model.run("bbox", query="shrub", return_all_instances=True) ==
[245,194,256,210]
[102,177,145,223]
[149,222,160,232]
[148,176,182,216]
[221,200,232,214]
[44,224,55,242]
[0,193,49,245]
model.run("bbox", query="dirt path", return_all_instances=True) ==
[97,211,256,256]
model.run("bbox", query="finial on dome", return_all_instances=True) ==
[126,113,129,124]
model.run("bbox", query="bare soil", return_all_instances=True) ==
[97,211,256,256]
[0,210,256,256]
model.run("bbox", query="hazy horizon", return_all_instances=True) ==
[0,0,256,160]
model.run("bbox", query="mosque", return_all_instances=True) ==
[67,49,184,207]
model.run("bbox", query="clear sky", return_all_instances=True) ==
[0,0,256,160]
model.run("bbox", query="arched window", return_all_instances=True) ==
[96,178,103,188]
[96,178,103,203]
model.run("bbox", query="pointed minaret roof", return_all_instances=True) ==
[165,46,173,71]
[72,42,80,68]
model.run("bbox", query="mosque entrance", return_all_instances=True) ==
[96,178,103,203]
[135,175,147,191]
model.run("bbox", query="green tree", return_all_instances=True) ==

—————

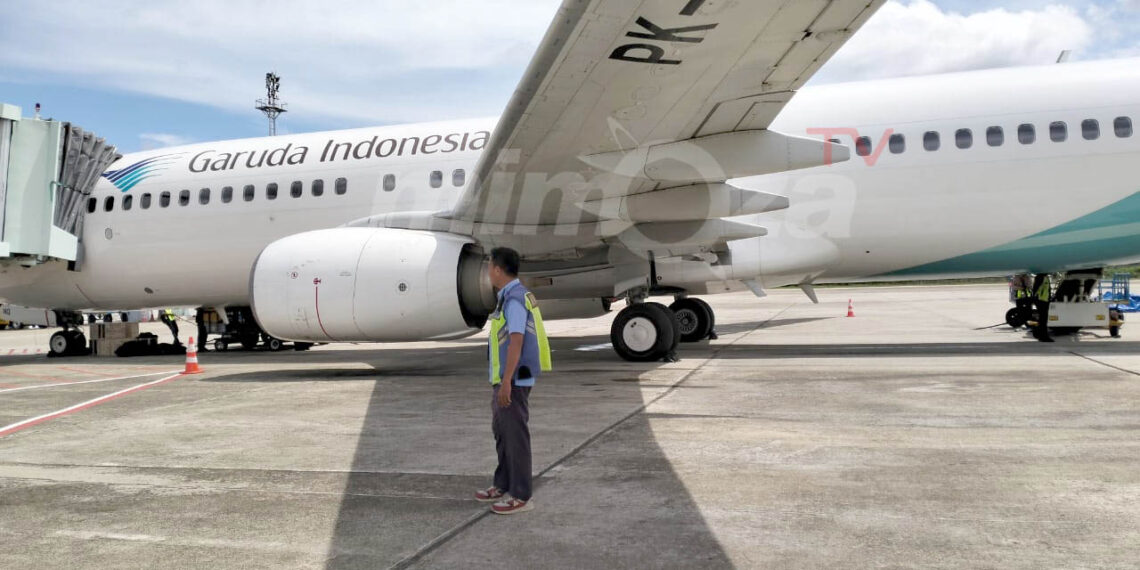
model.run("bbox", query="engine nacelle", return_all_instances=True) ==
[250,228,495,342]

—————

- **Set problem**: Select every line in the records that contains the string "model", and copy each one. Case counts.

- **Output of the exercise**:
model.run("bbox", query="shrub", return_all_instances=True) ==
model.run("bbox", query="dirt path", return_all_instances=True) ==
model.run("bbox", query="finial on dome", return_all_instances=True) ==
model.run("bbox", query="bare soil", return_all_instances=True) ==
model.run("bbox", query="hazy horizon", return_all_instances=True) ==
model.run("bbox", query="mosque", return_all_instances=True) ==
model.run("bbox", query="clear sky", return_all_instances=True) ==
model.run("bbox", query="arched window", return_all_instances=True) ==
model.run("bbox", query="pointed minaret roof", return_all_instances=True) ==
model.run("bbox", query="mosque entrance", return_all_instances=True) ==
model.run("bbox", query="green tree", return_all_instances=True) ==
model.run("bbox", query="engine nacelle", return_all_instances=True) ==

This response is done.